Problem to work on: Extend the news story about the drunk e-bike ride over the Sydney Harbour Bridge, picking up after its final sentence.

Passage to read:
Man slams court ruling for drunk e-bike ride
Paul Fortuna wound up in court after making a big mistake after having a night out — but he feels he’s been punished for one bizarre reason.
EXCLUSIVE
A Sydney man who copped a 12-month suspension on his driver’s license and a $600 fine after drunkenly riding an e-bike over the Sydney Harbour Bridge has blasted a court ruling that deemed the bicycle to be a “vehicle”.
Redfern man Paul Fortuna, 38, was charged with high-range drink driving after he crashed his e-bike on the Sydney Harbour Bridge after drinking with friends at a pub in North Sydney last September.
Mr Fortuna, who is the manager of a courier company, seriously injured his head during the crash and was transported to Royal North Shore Hospital where a blood sample was taken.
The blood sample showed he had a reading of 0.152 – more than three times the legal blood alcohol limit.
A few weeks later, Mr Fortuna received a court notice in the mail notifying him he had been charged with the use or attempted use of a vehicle under the influence of alcohol.
He was handed a $600 fine, a 12-month suspension of his license and ordered to have an interlock device on his car for two years.

(Stored data entries)

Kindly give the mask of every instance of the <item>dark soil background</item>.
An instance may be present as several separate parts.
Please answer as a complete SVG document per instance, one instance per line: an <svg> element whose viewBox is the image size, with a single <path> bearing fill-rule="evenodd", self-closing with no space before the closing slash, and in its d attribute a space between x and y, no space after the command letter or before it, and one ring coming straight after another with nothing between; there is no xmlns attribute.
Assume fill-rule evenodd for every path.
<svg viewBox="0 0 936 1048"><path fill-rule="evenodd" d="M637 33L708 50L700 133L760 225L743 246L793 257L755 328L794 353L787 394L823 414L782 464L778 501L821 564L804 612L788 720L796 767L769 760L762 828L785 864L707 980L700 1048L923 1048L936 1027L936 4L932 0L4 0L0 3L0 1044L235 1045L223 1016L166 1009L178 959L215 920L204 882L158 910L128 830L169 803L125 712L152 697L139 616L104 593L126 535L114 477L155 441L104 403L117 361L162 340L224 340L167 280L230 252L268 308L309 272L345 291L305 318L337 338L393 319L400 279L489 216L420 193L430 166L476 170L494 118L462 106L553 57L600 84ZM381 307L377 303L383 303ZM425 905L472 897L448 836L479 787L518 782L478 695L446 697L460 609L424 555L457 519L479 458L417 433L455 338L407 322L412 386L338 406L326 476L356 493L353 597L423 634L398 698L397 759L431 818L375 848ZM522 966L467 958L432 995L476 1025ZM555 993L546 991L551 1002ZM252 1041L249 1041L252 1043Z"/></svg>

Exercise answer:
Mr Fortuna appealed the matter in court last week and managed to have the interlock device order quashed, however, the court still deemed the e-bike a “vehicle”.
Interlock devices require the driver of a motor vehicle to return a legal breath sample limit before starting the ignition.
He said the laws around e-bikes needed to be “cleaned up”.
“They basically haven’t differentiated between an e-bike and a car. I think almost everyone in Australia has been on an e-bike after drinking,” he said, pointing out he was riding in a bike lane, not on the road.
“On a Saturday night you see all the young kids on the e-bikes. I used to ride everywhere, have a beer or two and drive home, but now it’s just not worth it.”
Mr Fortuna said he felt he was being “punished for” having a driver’s license and questioned how someone without one would be equally penalised.
Under the current laws, police cannot breath test an e-bike rider unless they have been involved in a crash.
“The law should be fair for everyone, but here the law is unfair if you hold a car license.”
During the original sentence in March, Downing Central Local Court Magistrate Julie Zaki said her hands were “tied” due to the legislation.
“It is a strange situation,” she said.
“I just don’t have a choice that’s the minimum disqualification that attaches to that. So while I am sympathetic, just given the circumstances and that it is an e-bike, there’s nothing really I can do.”
Mr Fortuna’s lawyer Maurice Baroni called it a “quirk of the legislation”.
“It is, unfortunately,” Magistrate Zaki said.
During the appeal last week, Judge Troy Anderson SC said the e-bike was a vehicle under the current legislation which is anything “on wheels”.
“An E-bike comes within that definition,” he stated in the decision.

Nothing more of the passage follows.